(Exercise brief):
This task calls for every entry below to be repeated exactly.

Excerpted records Start Marker

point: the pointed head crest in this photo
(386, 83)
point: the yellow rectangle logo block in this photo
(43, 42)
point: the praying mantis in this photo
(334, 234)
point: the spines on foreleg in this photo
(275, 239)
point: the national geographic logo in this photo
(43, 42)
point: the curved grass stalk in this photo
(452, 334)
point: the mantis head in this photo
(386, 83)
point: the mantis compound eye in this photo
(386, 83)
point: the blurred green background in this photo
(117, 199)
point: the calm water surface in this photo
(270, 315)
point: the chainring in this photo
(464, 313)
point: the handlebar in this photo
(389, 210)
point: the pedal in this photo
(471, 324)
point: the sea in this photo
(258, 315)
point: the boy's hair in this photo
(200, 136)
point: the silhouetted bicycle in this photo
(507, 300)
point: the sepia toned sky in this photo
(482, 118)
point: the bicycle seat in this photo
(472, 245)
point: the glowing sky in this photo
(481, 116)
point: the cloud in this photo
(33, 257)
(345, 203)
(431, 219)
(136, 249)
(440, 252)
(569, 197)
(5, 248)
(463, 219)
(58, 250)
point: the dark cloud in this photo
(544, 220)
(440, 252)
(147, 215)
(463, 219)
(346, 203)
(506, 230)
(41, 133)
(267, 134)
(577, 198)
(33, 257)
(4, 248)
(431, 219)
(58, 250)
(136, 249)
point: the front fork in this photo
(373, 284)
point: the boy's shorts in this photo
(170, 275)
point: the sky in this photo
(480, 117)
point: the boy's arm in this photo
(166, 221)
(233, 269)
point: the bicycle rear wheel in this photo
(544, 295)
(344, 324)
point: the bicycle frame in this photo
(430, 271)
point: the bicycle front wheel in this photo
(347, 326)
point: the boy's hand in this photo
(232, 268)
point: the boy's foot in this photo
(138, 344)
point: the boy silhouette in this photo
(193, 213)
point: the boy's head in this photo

Excerpted records End Marker

(Answer space):
point: the pointed head crest in this photo
(386, 83)
point: the yellow rectangle logo block in this photo
(43, 42)
point: the praying mantis in this photo
(334, 234)
point: the spines on foreleg in this photo
(275, 239)
point: the national geographic logo in this photo
(43, 42)
point: the curved grass stalk in this photo
(452, 334)
point: the mantis head in this photo
(386, 83)
point: the mantis compound eye in this photo
(386, 83)
point: the blurred green background in this photo
(117, 199)
point: the calm water surface in this photo
(270, 315)
point: the chainring in this photo
(464, 313)
point: the handlebar in this photo
(389, 210)
point: the pedal in this photo
(471, 324)
point: the sea in this photo
(258, 315)
point: the boy's hair in this photo
(200, 136)
point: the silhouetted bicycle in this photo
(507, 300)
point: the sepia toned sky in this photo
(482, 118)
point: the bicycle seat in this photo
(472, 245)
point: the glowing sky in this photo
(481, 116)
point: the cloud in this photo
(33, 257)
(345, 203)
(431, 219)
(136, 249)
(440, 252)
(569, 197)
(5, 248)
(463, 219)
(58, 250)
point: the dark cloud in this photo
(544, 220)
(440, 252)
(147, 215)
(463, 219)
(346, 203)
(506, 230)
(41, 133)
(267, 134)
(577, 198)
(33, 257)
(4, 248)
(431, 219)
(58, 250)
(136, 249)
point: the front fork in this photo
(373, 284)
point: the boy's shorts in this photo
(170, 275)
point: the sky in this photo
(480, 117)
point: the boy's arm in this photo
(166, 221)
(233, 269)
point: the bicycle rear wheel in this photo
(544, 295)
(344, 324)
point: the bicycle frame in this photo
(430, 271)
point: the bicycle front wheel in this photo
(347, 326)
point: the boy's hand in this photo
(232, 268)
point: the boy's foot in this photo
(138, 344)
point: the boy silhouette in this photo
(193, 213)
point: the boy's head in this photo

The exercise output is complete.